[Set task]
Express part of the listing as a Markdown table with two columns, Row and Line. Number each row and omit blank lines, starting at the line that contains "Task: Where can the paper" and ending after the line that contains "110], [44, 114]]".

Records
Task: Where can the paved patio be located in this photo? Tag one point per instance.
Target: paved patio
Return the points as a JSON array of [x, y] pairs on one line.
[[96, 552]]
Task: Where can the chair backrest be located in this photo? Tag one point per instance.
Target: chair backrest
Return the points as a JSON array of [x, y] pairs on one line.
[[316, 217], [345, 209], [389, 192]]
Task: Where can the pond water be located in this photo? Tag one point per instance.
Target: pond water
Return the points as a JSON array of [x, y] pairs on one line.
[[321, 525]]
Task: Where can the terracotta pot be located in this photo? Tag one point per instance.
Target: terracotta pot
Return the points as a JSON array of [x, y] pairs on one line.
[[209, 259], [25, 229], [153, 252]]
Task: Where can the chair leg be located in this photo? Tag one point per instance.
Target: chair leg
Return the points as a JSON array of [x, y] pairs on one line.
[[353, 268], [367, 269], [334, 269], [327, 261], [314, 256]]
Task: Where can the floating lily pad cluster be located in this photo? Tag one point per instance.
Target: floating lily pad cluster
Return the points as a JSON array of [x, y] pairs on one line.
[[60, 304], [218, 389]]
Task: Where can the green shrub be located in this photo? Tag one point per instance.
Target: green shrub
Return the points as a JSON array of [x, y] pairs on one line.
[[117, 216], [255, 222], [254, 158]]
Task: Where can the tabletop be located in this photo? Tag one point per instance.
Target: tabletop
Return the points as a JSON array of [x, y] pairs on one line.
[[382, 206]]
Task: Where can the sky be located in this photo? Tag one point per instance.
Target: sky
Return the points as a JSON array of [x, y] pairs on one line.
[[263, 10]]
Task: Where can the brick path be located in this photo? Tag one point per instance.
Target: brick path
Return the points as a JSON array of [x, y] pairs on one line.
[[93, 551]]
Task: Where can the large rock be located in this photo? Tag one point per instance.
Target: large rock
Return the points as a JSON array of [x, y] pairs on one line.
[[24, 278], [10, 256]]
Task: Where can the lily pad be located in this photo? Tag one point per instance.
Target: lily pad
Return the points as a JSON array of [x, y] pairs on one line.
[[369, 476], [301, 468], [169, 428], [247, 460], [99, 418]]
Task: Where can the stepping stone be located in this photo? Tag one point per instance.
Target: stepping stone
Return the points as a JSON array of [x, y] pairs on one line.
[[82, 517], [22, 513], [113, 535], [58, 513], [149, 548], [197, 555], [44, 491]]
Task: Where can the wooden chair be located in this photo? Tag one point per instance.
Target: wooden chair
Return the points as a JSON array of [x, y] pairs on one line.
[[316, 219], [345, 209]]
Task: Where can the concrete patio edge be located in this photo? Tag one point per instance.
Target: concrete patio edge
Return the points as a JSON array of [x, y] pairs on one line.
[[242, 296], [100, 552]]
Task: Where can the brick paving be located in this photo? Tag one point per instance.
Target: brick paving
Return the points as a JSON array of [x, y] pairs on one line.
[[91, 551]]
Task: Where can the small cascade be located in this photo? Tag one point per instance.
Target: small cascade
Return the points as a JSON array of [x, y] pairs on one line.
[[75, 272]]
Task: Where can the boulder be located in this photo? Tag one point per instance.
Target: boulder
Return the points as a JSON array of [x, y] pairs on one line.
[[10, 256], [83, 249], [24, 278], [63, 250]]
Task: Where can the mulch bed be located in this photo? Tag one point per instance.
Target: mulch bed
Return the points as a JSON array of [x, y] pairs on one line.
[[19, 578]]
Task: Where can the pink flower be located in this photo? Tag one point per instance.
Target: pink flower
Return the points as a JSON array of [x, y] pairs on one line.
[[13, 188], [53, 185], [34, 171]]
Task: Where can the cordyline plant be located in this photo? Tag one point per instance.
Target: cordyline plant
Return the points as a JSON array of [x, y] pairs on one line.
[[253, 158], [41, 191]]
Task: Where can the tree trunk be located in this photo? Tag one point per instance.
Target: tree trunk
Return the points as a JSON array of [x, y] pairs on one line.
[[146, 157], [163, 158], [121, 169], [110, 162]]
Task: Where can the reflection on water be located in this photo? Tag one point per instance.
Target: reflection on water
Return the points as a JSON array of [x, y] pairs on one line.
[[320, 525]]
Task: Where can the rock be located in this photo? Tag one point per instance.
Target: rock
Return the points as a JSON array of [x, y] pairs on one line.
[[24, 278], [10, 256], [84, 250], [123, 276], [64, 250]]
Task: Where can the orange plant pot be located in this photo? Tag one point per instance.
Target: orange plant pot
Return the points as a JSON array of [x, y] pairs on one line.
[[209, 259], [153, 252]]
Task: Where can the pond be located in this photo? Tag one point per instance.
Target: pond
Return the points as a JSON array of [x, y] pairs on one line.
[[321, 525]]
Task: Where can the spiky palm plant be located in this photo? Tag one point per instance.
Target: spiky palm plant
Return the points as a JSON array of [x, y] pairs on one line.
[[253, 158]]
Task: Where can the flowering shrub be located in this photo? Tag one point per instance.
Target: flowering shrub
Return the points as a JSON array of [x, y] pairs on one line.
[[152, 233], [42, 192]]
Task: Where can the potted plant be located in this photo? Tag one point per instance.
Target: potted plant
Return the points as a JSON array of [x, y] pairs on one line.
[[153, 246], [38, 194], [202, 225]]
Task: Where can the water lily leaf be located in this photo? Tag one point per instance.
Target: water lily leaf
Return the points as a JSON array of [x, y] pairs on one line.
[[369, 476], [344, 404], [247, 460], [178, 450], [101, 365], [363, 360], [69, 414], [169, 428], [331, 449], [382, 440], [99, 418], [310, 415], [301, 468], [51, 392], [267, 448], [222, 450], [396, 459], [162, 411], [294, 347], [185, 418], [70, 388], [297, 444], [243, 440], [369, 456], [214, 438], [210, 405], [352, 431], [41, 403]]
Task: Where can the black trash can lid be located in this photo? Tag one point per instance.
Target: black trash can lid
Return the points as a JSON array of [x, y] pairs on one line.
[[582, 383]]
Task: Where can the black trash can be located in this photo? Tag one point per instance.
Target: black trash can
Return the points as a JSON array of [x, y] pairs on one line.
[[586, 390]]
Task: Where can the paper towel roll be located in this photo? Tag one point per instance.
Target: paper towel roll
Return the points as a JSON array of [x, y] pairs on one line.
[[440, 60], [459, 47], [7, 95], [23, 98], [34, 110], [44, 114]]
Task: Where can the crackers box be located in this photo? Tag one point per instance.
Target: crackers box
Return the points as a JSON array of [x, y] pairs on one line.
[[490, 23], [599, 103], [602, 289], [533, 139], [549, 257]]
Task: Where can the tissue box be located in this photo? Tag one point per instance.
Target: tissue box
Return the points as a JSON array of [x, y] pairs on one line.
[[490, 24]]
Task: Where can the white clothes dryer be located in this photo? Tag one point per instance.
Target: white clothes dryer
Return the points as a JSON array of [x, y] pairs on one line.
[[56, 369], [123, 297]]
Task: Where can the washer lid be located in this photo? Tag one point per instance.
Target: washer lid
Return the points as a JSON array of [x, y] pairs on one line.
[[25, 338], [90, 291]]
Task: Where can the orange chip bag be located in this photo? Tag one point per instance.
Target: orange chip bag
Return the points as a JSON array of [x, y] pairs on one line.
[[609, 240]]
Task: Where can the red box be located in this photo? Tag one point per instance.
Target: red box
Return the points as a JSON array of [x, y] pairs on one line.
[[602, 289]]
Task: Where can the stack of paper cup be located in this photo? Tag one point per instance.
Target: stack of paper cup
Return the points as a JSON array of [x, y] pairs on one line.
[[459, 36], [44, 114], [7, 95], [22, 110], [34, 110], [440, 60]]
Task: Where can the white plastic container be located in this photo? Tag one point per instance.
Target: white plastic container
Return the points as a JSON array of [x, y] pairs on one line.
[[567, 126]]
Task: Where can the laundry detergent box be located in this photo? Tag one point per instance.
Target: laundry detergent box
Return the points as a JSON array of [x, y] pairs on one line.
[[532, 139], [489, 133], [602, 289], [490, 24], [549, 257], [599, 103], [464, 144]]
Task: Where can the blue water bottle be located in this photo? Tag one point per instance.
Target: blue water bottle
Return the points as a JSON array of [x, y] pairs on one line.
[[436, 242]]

[Exercise response]
| Row | Line |
|---|---|
| 1 | Task: Where can the paper towel roll be located in this photo? Tag one point per instance. |
| 2 | Target: paper towel roll |
| 3 | Return the points as a JSON array of [x, y] pairs on one line. |
| 4 | [[440, 60], [459, 47], [7, 95], [23, 98], [34, 110], [44, 114]] |